** begin Provided records **
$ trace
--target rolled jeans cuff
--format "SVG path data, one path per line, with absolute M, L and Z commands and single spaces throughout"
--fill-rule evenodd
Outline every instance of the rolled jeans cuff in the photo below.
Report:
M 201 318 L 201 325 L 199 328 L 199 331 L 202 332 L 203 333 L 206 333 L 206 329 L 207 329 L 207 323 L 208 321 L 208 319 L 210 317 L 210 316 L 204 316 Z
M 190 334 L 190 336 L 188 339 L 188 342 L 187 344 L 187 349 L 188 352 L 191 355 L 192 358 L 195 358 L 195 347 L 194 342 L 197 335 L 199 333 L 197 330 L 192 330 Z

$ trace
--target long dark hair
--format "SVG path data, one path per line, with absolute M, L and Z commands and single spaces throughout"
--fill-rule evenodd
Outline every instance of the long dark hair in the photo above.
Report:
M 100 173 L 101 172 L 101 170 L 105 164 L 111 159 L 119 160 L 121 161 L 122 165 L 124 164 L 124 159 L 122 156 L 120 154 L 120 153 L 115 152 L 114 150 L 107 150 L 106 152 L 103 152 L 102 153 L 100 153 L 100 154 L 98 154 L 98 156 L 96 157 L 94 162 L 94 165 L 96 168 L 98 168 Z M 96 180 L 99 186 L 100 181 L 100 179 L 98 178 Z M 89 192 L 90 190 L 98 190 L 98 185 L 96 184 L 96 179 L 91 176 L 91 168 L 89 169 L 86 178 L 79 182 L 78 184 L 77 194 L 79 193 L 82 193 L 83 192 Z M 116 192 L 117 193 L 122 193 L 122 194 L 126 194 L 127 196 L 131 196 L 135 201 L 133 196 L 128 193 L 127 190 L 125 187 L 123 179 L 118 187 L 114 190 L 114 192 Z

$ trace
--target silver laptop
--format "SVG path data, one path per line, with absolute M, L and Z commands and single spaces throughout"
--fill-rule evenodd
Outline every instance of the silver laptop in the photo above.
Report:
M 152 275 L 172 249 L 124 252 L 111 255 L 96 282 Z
** end Provided records **
Directive: Find each line of the listing above that contains the string "rolled" and copy those lines. Match uppercase and lowercase letters exactly.

The response:
--target rolled jeans cuff
Outline every instance of the rolled jeans cuff in the photo below.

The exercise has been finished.